▸ **What to produce**:
Only the line containing "line as [246,16]." and the lines after it, through the end of the data below, are to be returned, each exactly as it stands.
___ Available data ___
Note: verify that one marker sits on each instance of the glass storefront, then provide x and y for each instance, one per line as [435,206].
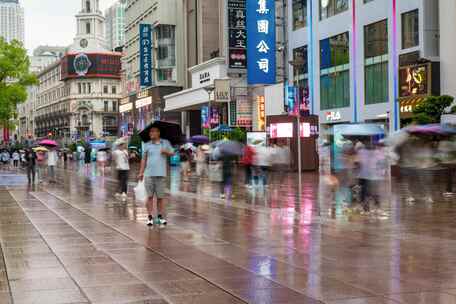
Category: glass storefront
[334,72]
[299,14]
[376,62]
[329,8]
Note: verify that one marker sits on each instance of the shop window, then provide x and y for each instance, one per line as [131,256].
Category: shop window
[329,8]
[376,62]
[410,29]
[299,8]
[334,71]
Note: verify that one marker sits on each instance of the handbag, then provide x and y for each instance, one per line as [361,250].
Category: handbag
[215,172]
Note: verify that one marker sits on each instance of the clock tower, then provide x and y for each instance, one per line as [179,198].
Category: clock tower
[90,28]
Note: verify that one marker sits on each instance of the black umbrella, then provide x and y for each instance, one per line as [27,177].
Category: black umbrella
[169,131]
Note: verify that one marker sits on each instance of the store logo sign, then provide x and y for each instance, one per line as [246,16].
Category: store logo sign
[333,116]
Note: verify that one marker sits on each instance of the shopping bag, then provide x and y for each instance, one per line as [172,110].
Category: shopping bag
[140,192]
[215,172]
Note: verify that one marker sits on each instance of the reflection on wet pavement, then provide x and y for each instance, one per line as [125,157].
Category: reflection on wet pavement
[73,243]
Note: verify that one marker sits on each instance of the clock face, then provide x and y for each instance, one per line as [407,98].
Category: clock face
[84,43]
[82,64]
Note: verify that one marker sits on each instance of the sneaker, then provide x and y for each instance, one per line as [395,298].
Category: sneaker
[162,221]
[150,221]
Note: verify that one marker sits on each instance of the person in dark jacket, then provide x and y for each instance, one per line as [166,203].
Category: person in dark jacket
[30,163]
___
▸ **Exercise response**:
Note: verify that one marker sits on each instance of the store logo sign, then provide x and y for each instance, one per line as [246,16].
Category: store logo sign
[333,116]
Note: verify that one marker sits on each instance of the shopping bag, then provide x and y for each instance, one per line as [172,110].
Category: shopping bag
[140,192]
[215,172]
Note: verify that one marker sits on each instance of the reflection on wet pavement, then provide x and y for each instance, one per line as [125,157].
Category: reflection on wet pavement
[73,243]
Note: verify that one marker sits on each instance of the clock face, then provide x and y for each instance, one per line as [407,98].
Category: clock face
[84,43]
[82,64]
Note: verify that one marker sits on each instance of the sneaker, then provide x and y for each instance, one per line as [395,298].
Category: sneaker
[162,221]
[150,221]
Note: verify that one marker sits on each instance of the person in dark jacket, then provide x and y for each instance, one per line as [166,203].
Category: person in dark jacket
[30,163]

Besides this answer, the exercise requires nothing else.